18 de Junio de 2022
[Por: Armando Raffo, SJ]
“Si yo no hubiera venido ni les hubiera hablado, no tendrían pecado; pero ahora su pecado no tiene disculpa” (Jn.15,22) La afirmación de Jesús en el evangelio de Juan puede llamar la atención e, incluso, promover una confusión. Según el texto, a primera vista, pareciera que Jesús trajo el pecado a nuestras vidas. Procurando entender bien esa afirmación, podemos pensar que la ausencia de pecado aludiría, más bien, a una inconsciencia del ser humano sobre una realidad existente, que de una ausencia real del pecado y de sus efectos. No obstante, el texto citado pareciera no dejar dudas: ¡no tendríamos pecado si Él no hubiera venido!
Así visto, Jesús, más que el salvador, sería como algo así como el demonio que se acercó para suscitar un pecado que, además, no tendría disculpa. El disparate es de tal tamaño que nos obliga a profundizar en el texto y a arriesgar una interpretación que sea coherente con el mensaje evangélico. Podemos afirmar que la Buena Noticia de Jesús se encuentra en las antípodas de esa interpretación. Se hace necesario entender bien el texto, no sólo para salvarlo, sino, también, para descubrir la buena noticia que late en él.
Una primera luz la ofrece el mismo texto cuando afirma que “si no les hubiera hablado”, no tendríamos pecado. Ello da pie a pensar que el pecado ya existía en las personas aunque no tendrían conciencia de ello. La palabra de Jesús habría desvelado una realidad preexistente y dañina para los seres humanos y que se hace evidente cuando se afirma que “ahora” su pecado no tiene disculpa. De soslayo sostiene la preexistencia del pecado a nivel existencial, aunque sin que los seres humanos tuviésemos conciencia de ello. Se subraya la necesidad de la conciencia sobre la maldad de ciertas acciones u omisiones que, de una manera o de otra, puedan ser catalogadas como pecado.
━━━
*Consigna 1*
Transcribe sin cambios las entradas desde la línea que contiene "Target: forehead" hasta el final de las entradas, ambas incluidas.
El texto y las entradas son materiales independientes entre sí.
━━━
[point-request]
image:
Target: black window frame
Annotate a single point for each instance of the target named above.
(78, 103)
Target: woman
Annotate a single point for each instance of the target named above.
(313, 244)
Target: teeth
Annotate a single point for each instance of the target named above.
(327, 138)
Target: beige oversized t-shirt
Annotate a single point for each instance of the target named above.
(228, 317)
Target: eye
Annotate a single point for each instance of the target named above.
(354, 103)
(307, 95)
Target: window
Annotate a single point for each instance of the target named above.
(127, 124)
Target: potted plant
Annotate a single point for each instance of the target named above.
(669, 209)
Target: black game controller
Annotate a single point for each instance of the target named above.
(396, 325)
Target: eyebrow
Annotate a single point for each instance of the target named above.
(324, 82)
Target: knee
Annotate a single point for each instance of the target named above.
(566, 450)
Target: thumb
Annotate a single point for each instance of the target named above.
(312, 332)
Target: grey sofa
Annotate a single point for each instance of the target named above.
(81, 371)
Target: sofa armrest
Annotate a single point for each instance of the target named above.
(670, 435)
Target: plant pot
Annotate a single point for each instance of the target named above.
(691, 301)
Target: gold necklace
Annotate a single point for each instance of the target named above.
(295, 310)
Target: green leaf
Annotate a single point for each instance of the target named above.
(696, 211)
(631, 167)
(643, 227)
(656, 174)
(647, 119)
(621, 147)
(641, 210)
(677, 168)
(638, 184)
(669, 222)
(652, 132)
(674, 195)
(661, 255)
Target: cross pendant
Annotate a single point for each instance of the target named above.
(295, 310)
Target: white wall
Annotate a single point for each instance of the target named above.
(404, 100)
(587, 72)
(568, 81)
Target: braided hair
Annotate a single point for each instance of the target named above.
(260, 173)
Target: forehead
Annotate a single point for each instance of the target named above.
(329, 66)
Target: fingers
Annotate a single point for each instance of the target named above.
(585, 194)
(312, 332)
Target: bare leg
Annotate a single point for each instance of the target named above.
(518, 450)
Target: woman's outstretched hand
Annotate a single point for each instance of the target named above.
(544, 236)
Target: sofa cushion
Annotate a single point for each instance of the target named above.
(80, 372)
━━━
*Consigna 2*
Reescribe en forma de lista el párrafo del texto que empieza con "Una primera luz", conservando sus datos principales.

*Resultado final 1*
Target: forehead
Annotate a single point for each instance of the target named above.
(329, 66)
Target: fingers
Annotate a single point for each instance of the target named above.
(585, 194)
(312, 332)
Target: bare leg
Annotate a single point for each instance of the target named above.
(518, 450)
Target: woman's outstretched hand
Annotate a single point for each instance of the target named above.
(544, 236)
Target: sofa cushion
Annotate a single point for each instance of the target named above.
(80, 372)

*Resultado final 2*
- El mismo pasaje da una primera pista al decir que "si no les hubiera hablado", no tendríamos pecado.
- Esto permite pensar que el pecado ya existía en las personas, aunque sin que tuvieran conciencia de ello.
- La palabra de Jesús habría desvelado esa realidad preexistente y dañina, lo que se hace evidente al afirmar que "ahora" el pecado no tiene disculpa.
- Se subraya la necesidad de tomar conciencia de la maldad de ciertas acciones u omisiones que puedan catalogarse como pecado.